------ Fonte ------
Alberto Martins Cesário, professor e escritor

Eu, que já ouvi de tudo na vida escolar, de “posso ir ao banheiro?” quinze vezes na mesma aula até “professor, o senhor sabia que cachorro sonha em preto e branco?” mas nesta semana uma pergunta quase me faz engasgar com a própria indignação quando ouvi essa pérola: “Professor, mas pra que serve ler esse texto inteiro se no TikTok tem um resumo de dois minutos?”.

Afinal, será que ler bem se resume a decorar palavras difíceis e despejá-las na redação do Enem ou devorar livros como quem coleciona figurinhas? Ou será ler rápido, em uma plataforma que promete transformar qualquer mortal em máquina de leitura dinâmica?

Eu suspeito que não.

Esse mito da leitura como corrida de velocidade surge na escola, muitas vezes, por medirmos a leitura como se fosse corrida de cem metros rasos. Mas desde quando velocidade é sinônimo de compreensão? Eu mesmo conheço adultos que leem manchetes em portais de notícia e juram que entenderam o mundo inteiro. Depois, na conversa de bar, descobrimos que confundiram a crise da Ucrânia com promoção de uva-passa no supermercado.
------ Dados extraídos ------
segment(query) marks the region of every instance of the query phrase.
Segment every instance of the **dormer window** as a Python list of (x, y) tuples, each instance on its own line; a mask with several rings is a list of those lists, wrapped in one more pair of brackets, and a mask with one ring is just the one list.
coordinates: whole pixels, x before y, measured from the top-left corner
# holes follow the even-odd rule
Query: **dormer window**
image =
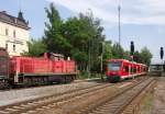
------
------ Dados extraídos ------
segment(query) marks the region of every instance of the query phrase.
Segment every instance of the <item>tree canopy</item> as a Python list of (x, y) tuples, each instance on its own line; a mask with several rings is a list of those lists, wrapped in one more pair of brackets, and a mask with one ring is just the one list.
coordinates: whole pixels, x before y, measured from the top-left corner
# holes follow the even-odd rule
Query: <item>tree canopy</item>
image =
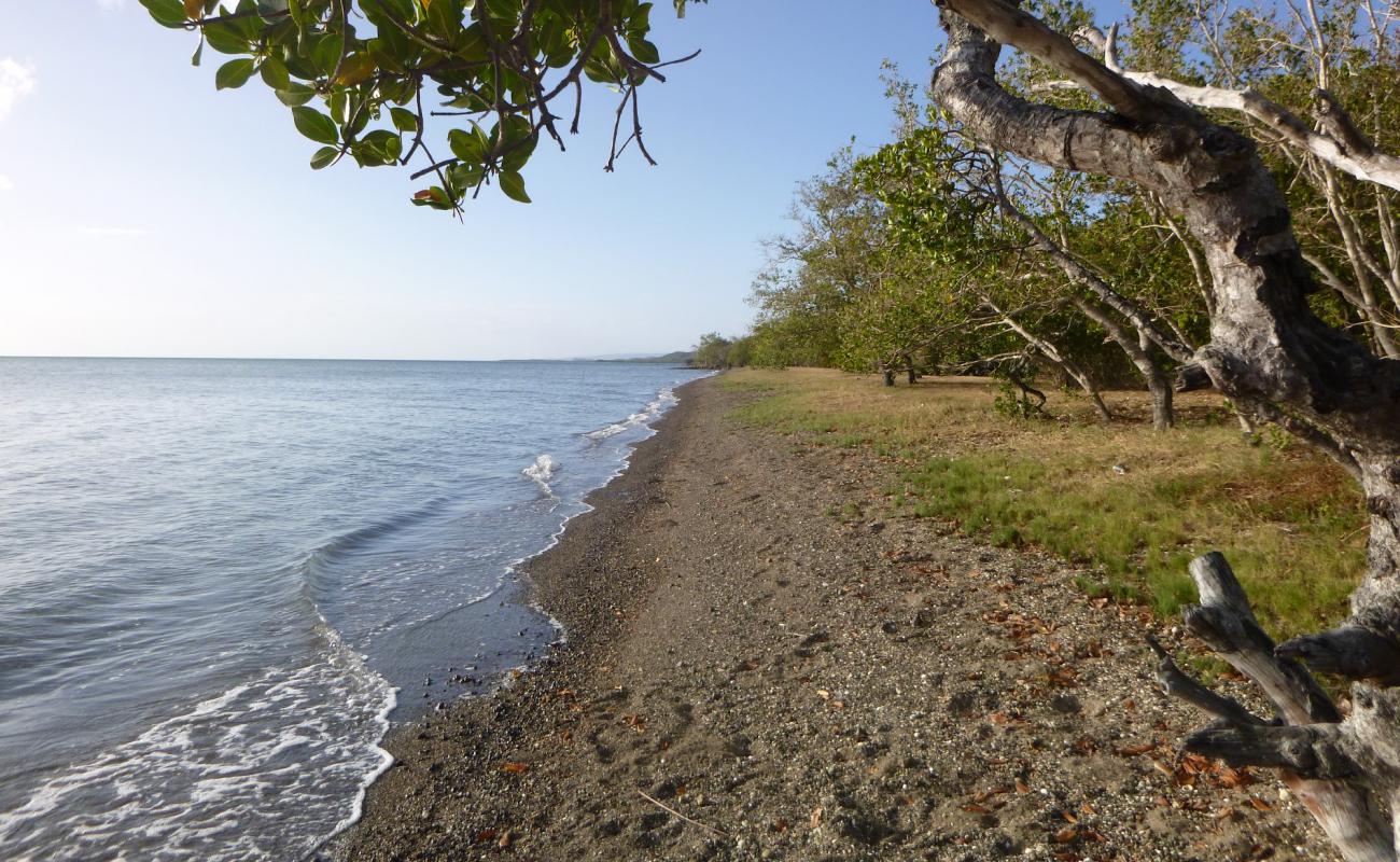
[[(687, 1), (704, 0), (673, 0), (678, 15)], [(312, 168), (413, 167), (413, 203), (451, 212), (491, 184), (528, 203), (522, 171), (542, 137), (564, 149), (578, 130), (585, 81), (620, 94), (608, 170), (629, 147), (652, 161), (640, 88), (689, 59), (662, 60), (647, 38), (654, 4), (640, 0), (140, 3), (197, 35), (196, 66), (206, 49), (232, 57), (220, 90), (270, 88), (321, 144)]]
------
**O que se pede**.
1/ Resuma o texto sobre leitura em duas frases.
2/ Prossiga com o texto sobre leitura a partir da última frase, por favor.

**Respostas das tarefas**.
1/ Depois de ouvir em aula a pergunta sobre para que ler um texto inteiro se no TikTok há um resumo de dois minutos, o professor questiona se ler bem seria decorar palavras difíceis, devorar livros ou ler rápido, e suspeita que não. Para ele, o mito da leitura como corrida de velocidade surge na escola por se medir a leitura como uma corrida de cem metros rasos, embora velocidade não signifique compreensão, como mostram adultos que leem só manchetes e confundem os assuntos.

2/
Ler bem não é correr, é mergulhar. E mergulho exige fôlego, paciência e, às vezes, coragem para atravessar águas turvas.

Mas atualmente vejo uma competição desleal entre os livros e o celular. Confesso que às vezes sinto que disputo a atenção dos meus alunos com um rival invencível. Penso que o celular deles vibra mais do que coração de professor em fim de mês.

Enquanto tento explicar como organizar a divisão com números naturais com o quociente decimal, alguns alunos ficam preocupados em saber se seu vídeo bateu mil visualizações! Como competir com fogos de artifício digitais se a minha ferramenta é apenas… um ponto e vírgula?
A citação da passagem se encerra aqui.